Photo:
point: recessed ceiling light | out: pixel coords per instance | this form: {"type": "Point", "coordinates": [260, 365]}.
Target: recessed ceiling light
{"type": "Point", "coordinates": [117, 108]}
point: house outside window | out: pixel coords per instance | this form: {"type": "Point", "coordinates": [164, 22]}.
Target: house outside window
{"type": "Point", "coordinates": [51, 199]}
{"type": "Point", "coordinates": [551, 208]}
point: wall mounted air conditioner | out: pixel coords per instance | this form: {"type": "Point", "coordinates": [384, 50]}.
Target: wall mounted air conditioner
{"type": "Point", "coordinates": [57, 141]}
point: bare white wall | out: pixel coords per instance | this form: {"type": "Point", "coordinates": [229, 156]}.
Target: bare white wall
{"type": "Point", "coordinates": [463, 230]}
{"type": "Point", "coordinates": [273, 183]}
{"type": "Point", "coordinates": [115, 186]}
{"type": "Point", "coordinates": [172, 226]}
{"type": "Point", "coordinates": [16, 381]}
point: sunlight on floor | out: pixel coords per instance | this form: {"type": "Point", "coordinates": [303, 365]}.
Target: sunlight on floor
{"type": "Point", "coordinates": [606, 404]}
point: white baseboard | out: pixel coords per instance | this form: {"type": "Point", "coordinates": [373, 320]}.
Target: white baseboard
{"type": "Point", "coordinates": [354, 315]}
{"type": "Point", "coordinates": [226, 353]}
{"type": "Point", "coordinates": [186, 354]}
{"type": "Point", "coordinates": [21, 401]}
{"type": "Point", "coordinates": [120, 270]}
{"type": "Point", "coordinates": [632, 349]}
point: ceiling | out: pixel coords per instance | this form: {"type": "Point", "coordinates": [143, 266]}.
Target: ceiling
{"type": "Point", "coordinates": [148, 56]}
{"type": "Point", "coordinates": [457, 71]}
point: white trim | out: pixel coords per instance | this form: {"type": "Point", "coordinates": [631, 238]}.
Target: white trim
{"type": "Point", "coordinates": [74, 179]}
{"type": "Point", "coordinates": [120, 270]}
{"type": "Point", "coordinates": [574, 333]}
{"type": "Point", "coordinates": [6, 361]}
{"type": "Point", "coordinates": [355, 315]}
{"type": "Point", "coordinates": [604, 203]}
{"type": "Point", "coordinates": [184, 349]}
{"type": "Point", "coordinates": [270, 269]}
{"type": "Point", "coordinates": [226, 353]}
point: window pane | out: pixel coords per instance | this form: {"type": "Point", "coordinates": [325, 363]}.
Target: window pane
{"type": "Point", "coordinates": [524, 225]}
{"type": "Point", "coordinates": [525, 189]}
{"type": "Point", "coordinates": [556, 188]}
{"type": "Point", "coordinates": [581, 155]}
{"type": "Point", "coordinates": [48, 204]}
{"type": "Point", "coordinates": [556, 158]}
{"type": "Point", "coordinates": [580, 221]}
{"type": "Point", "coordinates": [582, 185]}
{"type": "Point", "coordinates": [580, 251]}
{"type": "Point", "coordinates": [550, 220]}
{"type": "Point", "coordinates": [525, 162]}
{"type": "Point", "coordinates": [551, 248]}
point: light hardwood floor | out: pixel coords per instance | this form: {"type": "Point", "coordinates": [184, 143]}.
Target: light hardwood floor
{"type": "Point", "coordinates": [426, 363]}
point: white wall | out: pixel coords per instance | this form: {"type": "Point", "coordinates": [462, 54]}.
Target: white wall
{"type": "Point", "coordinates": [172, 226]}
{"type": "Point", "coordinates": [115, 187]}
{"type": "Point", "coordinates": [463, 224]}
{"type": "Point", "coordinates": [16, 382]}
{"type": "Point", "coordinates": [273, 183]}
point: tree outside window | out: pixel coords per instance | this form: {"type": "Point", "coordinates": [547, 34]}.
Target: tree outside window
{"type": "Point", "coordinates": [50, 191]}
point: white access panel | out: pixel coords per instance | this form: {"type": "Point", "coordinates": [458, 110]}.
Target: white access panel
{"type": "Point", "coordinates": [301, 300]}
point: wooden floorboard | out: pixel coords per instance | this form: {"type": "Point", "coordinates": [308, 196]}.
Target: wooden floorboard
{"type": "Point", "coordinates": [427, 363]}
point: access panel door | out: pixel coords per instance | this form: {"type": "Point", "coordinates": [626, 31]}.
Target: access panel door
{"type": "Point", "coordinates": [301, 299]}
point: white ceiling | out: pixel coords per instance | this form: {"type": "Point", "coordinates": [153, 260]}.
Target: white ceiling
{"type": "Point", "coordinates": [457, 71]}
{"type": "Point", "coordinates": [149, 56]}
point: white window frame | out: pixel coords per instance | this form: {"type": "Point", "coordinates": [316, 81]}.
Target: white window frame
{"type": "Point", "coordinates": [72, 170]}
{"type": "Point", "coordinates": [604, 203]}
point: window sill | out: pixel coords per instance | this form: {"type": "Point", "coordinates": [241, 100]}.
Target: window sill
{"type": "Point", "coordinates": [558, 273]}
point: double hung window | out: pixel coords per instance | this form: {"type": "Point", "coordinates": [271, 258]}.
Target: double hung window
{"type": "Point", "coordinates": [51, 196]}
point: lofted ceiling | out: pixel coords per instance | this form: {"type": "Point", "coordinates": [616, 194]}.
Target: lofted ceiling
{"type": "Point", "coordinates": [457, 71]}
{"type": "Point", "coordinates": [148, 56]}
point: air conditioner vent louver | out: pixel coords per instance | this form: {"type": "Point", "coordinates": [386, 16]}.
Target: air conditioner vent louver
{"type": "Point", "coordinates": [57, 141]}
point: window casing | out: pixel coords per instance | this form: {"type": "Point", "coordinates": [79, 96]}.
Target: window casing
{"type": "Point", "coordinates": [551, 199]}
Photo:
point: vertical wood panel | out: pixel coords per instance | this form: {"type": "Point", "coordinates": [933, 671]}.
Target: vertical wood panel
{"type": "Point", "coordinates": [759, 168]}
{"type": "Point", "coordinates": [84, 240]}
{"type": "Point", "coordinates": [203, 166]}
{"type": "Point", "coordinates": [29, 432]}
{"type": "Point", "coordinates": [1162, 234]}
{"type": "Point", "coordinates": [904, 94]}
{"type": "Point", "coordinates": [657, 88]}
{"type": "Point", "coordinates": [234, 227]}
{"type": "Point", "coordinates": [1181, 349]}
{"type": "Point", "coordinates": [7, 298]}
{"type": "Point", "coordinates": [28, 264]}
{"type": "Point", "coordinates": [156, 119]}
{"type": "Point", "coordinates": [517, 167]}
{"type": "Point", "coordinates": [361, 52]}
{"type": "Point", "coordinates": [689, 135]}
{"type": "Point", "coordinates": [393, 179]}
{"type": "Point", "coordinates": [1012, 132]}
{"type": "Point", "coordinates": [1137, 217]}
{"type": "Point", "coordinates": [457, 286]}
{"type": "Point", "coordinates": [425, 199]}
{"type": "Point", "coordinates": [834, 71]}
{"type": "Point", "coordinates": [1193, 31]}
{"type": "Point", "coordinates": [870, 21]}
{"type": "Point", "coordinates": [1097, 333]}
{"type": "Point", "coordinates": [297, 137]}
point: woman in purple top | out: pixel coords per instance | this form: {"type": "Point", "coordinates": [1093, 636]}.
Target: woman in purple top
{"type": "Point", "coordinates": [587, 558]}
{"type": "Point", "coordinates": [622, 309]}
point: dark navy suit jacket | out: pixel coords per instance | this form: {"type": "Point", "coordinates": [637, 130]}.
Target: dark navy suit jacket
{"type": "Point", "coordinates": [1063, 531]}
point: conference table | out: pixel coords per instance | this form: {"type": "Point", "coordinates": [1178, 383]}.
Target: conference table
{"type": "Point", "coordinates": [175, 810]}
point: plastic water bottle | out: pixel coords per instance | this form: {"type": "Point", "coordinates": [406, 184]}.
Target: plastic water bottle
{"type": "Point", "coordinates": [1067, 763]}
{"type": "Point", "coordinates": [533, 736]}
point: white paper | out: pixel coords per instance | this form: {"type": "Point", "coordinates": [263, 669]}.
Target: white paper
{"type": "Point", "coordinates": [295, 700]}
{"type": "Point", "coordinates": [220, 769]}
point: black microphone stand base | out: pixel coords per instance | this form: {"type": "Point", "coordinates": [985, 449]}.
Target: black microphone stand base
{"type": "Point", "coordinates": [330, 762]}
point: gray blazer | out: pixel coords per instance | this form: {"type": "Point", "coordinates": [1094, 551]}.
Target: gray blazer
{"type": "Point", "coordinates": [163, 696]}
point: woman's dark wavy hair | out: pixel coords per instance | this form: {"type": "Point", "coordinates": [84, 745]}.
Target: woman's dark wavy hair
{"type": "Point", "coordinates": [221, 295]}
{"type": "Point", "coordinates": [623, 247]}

+---+

(Objective):
Retype the lines of the records word for word, starting with the line that contains "point: woman's dark" and continuing through the end of the records.

(Exercise answer):
point: woman's dark wavy hair | out: pixel coords per instance | this form: {"type": "Point", "coordinates": [84, 745]}.
Target: woman's dark wavy hair
{"type": "Point", "coordinates": [221, 295]}
{"type": "Point", "coordinates": [623, 247]}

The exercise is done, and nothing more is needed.